_Document excerpt_:
════
# Observations '03 Season



## Dick Monson

It's all wrapped up now, just ten months to go before it starts again. Time to fix and clean the gear. Custom Gunworks here we come! 
The last weekend saw quite a few people out for one more go round in spite of bitter cold. Hard to believe we started off with extreme heat and ended with a wind chill of -60. It was so cold Suday afternoon the saftey on the shotgun didn't want to mooovvvvveee.
In my area the ratio of roosters to hens showed a pretty good harvest and everyone seemed well satisfied with the opportunities they had. People mentioned the expanded PLOTS and also that they enjoyed the first week. The range expanded over the state giving more hunter shorter drive times and increased hunting time. Birds aren't under much stress as there is good food and cover available. Every wheat bale that BCWF put out has birds on it so they got to the right place. Thanks to all you pheasant hunters for the tricks and tips you posted here. BTW-kept count the last two seasons-2% of my harvest were roosters older than 1 year. Kind of tells you about Mother Nature.

One thing I forgot to add: bioman said to keep a journal of your hunting days. Not only of times and places but how each hunt went as in years to come a hunter will treasure those memories. Seems like a very sound idea.
════
_Entries supplied_:

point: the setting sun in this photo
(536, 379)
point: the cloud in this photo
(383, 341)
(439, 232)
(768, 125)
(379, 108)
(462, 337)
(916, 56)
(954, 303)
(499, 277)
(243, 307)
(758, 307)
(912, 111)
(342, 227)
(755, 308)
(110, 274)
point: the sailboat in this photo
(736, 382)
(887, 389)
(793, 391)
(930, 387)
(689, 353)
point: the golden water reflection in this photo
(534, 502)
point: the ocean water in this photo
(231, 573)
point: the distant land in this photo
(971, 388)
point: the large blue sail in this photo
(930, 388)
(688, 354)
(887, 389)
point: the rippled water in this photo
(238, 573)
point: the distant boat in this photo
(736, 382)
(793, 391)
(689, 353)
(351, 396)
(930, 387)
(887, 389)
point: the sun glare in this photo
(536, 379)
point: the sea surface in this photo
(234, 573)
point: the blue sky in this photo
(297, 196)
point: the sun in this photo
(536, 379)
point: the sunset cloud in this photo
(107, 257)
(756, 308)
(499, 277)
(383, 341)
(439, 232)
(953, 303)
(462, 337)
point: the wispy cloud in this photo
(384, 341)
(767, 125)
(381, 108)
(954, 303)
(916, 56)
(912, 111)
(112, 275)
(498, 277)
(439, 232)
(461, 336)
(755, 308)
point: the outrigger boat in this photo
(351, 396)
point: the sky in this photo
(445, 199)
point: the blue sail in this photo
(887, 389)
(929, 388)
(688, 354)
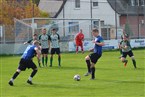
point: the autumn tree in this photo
(20, 9)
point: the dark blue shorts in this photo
(94, 57)
(23, 64)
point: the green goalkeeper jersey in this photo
(44, 40)
(126, 43)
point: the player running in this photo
(97, 53)
(45, 45)
(55, 48)
(126, 50)
(79, 41)
(27, 62)
(31, 40)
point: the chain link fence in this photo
(122, 17)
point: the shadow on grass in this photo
(122, 81)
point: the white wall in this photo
(103, 12)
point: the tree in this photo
(20, 9)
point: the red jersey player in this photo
(79, 41)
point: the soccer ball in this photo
(77, 77)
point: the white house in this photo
(88, 13)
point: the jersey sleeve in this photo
(39, 37)
(101, 39)
(58, 36)
(49, 38)
(29, 41)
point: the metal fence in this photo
(116, 18)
════
_Exercise tasks_:
1. In the forum post on the '03 season, what percentage of the writer's harvest over the last two seasons were roosters older than one year?
2. Quote the part of the '03 season post that opens with the words containing "## Dick Monson" and closes with "want to mooovvvvveee.".

_Answers by task_:
1. 2%

2.
## Dick Monson

It's all wrapped up now, just ten months to go before it starts again. Time to fix and clean the gear. Custom Gunworks here we come! 
The last weekend saw quite a few people out for one more go round in spite of bitter cold. Hard to believe we started off with extreme heat and ended with a wind chill of -60. It was so cold Suday afternoon the saftey on the shotgun didn't want to mooovvvvveee.